* _What you are asked to do_: Please return the records below exactly as they appear, leaving every picture out.

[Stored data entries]
Segment Open
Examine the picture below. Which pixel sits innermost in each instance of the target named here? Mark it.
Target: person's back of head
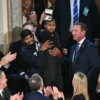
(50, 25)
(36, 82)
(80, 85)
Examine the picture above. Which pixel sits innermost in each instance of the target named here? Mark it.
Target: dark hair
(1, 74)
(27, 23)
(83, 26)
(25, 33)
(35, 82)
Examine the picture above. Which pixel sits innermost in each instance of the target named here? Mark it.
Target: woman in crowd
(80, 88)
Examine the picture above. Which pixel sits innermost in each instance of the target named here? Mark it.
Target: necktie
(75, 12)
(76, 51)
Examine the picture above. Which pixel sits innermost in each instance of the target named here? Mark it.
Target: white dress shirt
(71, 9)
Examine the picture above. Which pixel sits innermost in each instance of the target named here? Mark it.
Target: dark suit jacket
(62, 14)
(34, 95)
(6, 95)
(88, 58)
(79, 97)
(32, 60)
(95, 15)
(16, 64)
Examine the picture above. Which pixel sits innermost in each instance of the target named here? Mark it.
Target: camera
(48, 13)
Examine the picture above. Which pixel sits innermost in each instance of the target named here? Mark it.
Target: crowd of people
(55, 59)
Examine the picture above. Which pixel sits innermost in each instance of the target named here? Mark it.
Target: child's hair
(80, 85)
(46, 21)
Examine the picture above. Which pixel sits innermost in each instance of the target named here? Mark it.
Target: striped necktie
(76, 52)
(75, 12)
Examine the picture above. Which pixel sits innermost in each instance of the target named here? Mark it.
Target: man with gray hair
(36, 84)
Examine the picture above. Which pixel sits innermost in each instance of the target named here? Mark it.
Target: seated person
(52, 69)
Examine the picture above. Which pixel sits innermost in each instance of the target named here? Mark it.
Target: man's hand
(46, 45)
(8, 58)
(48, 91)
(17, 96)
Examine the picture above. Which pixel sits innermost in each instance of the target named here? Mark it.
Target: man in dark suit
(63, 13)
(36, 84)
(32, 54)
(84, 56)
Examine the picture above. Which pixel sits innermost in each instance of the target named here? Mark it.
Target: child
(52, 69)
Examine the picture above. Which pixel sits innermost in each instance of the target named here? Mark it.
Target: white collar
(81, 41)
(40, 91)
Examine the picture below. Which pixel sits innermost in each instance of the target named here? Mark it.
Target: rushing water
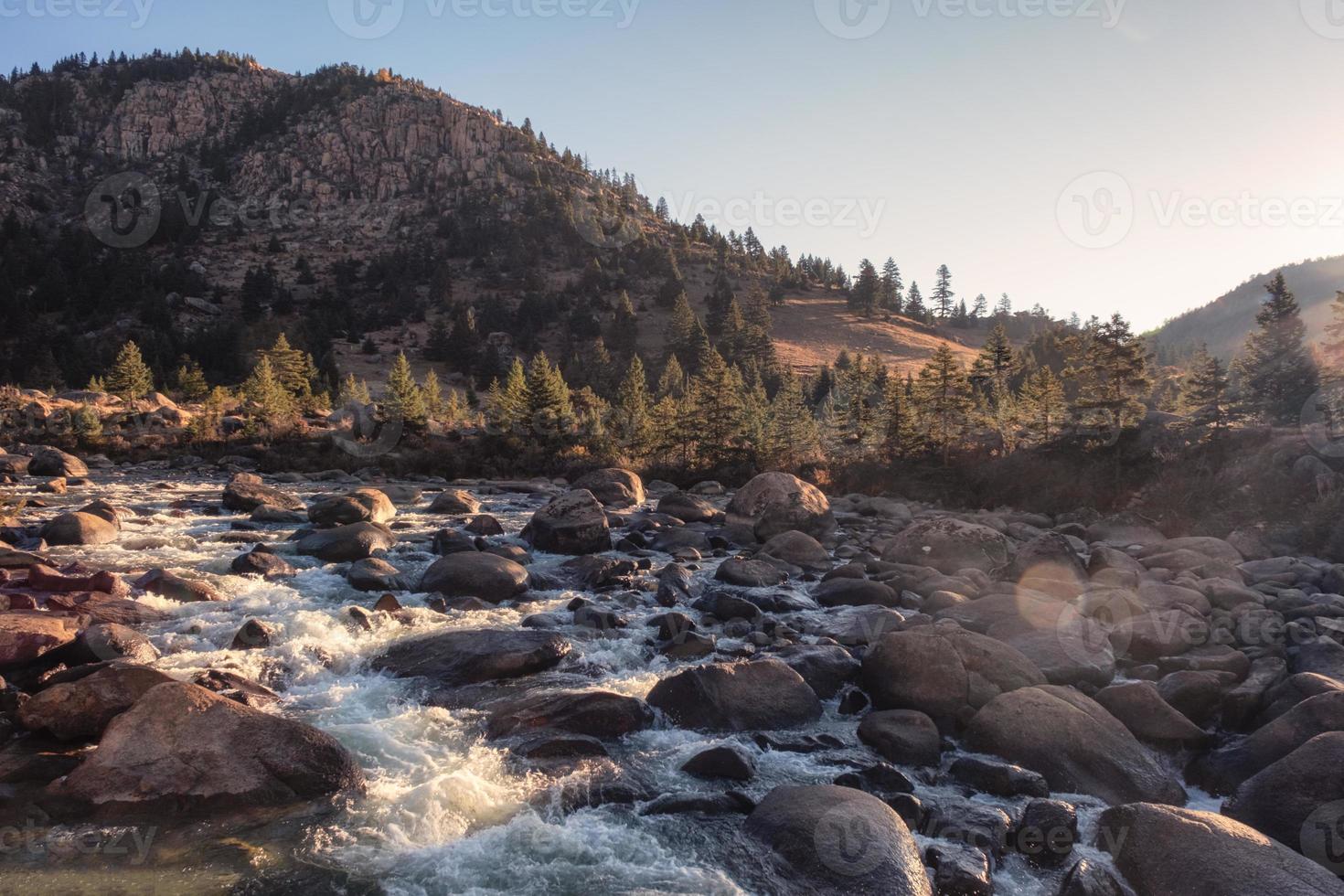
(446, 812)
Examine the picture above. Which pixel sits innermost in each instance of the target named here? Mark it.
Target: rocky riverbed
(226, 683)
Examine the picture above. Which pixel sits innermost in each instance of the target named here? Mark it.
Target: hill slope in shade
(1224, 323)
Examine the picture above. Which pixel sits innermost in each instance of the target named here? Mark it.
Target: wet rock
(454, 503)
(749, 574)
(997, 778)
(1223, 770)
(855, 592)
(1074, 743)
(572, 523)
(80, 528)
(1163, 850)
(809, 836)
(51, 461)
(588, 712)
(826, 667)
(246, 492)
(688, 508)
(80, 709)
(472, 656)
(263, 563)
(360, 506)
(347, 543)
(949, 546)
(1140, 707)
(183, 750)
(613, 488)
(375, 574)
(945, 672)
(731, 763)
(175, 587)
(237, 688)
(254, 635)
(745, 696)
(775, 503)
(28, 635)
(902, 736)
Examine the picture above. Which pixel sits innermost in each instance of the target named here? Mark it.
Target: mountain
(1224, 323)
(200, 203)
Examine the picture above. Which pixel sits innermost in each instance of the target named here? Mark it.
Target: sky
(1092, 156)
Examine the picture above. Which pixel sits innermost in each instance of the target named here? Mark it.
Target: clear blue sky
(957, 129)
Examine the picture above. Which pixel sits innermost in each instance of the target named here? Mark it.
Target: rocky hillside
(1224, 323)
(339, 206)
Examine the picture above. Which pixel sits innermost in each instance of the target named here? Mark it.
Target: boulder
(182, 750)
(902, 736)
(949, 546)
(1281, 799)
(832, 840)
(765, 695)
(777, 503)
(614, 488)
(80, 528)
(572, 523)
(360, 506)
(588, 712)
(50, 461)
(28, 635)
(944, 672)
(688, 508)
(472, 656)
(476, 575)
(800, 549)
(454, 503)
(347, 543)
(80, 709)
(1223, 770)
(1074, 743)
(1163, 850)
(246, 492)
Segment Closed
* _Response area_:
Examine the picture below. Which pixel sits innermost in each instance of the target named here? Mark it.
Target: person's back of head
(50, 25)
(36, 82)
(80, 85)
Examine the picture above. Which pixel sits innermost in each instance of the target named here? Mark it.
Target: dark hair
(1, 74)
(27, 23)
(83, 26)
(25, 33)
(35, 82)
Examine the picture above. Which pixel sits innermost in each instance of the target named here? Mark it.
Target: woman in crowd
(80, 88)
Examine the picture above. Which pixel sits innermost in each instance of the target named here? Mark it.
Target: necktie
(75, 12)
(76, 51)
Examine the picture above. Which pixel sits innermost in each instance of the target named here? Mark it.
Target: white dress shirt
(71, 9)
Examine the picture above. Which pixel sits innermost in each instance of the target named here? Mark it.
Target: dark suit jacket
(62, 14)
(34, 95)
(6, 95)
(88, 58)
(79, 97)
(32, 60)
(95, 15)
(16, 64)
Examine the picture above. Which pixel sits innermost in each instance of the target named here? Mark it.
Target: camera
(48, 13)
Examine the picture above. Which pixel sits innermost in each instance of the target named here? Mark it.
Target: crowd of people
(55, 59)
Examine the picture above. Which pixel sits innermost in each instance of the target named here? Mark it.
Target: child's hair
(80, 85)
(46, 21)
Examine the picture above. Which pixel sits innermost in each instance of the target named here? Mark it.
Target: striped necktie
(76, 52)
(75, 12)
Examine the picture above. Which pixel sits innermost in each instance of the target named here? Mark it.
Target: man with gray hair
(36, 84)
Examine the picture above. Which pixel sits innermost in each instance of the target named here? Mark it.
Target: seated person
(52, 69)
Examine the picture above. Which pixel sits innermost in each instance of the target named here? Mark it.
Target: man's hand
(46, 45)
(8, 58)
(48, 91)
(17, 96)
Examine the picture above. Which pixel sits innermost in each instance of the target named here? Mark it.
Target: man in dark suit
(63, 13)
(36, 84)
(32, 54)
(84, 56)
Examine the picture above. Which pixel sits innermost in each instance of the target named here? Mark it.
Target: child
(52, 69)
Examine the picture above. Which pixel sits innermost in each instance of the target named here? Mark it.
Target: white collar
(81, 41)
(40, 91)
Examine the picture below. Which pixel sits innermost in each instance of the target named here? Mark it.
Target: rushing water
(446, 812)
Examine the picture above. Which pixel sits innermost in each instance of the target named here? Mark it.
Target: rocky riverbed
(226, 683)
Examine the picture above. Which pixel sits innermost in each instance of the target named here? Mark it.
Target: hill slope in shade
(1224, 323)
Examine the picture above. Which pixel sits innermost in each instance of the target named here? Mark it.
Target: wet rock
(454, 503)
(749, 574)
(997, 778)
(1223, 770)
(855, 592)
(1074, 743)
(572, 523)
(80, 528)
(1163, 850)
(809, 836)
(51, 461)
(588, 712)
(826, 667)
(246, 492)
(688, 508)
(80, 709)
(472, 656)
(263, 563)
(360, 506)
(347, 543)
(949, 546)
(1140, 707)
(183, 750)
(613, 488)
(375, 574)
(945, 672)
(731, 763)
(175, 587)
(237, 688)
(254, 635)
(745, 696)
(775, 503)
(28, 635)
(902, 736)
Examine the picture above. Which pixel sits innermost in each instance of the target named here? Mark it.
Target: mountain
(1224, 323)
(200, 203)
Examine the picture above. Which pixel sits innermost in each instance of the target named here? Mark it.
Target: sky
(1092, 156)
Examine the picture above. Which pixel sits innermost in each instance of the target named here? Mark it.
Target: clear blue sky
(957, 129)
Examine the picture above. Which pixel sits innermost in each instance of the target named here? Mark it.
Target: rocky hillside
(1224, 323)
(339, 206)
Examine the picture above. Which pixel sits innermost in each instance of the target named here? Mark it.
Target: boulder
(182, 750)
(902, 736)
(949, 546)
(1281, 799)
(832, 840)
(765, 695)
(777, 503)
(614, 488)
(80, 528)
(572, 523)
(360, 506)
(588, 712)
(50, 461)
(28, 635)
(944, 672)
(688, 508)
(472, 656)
(476, 575)
(800, 549)
(454, 503)
(347, 543)
(80, 709)
(1223, 770)
(1074, 743)
(1163, 850)
(246, 492)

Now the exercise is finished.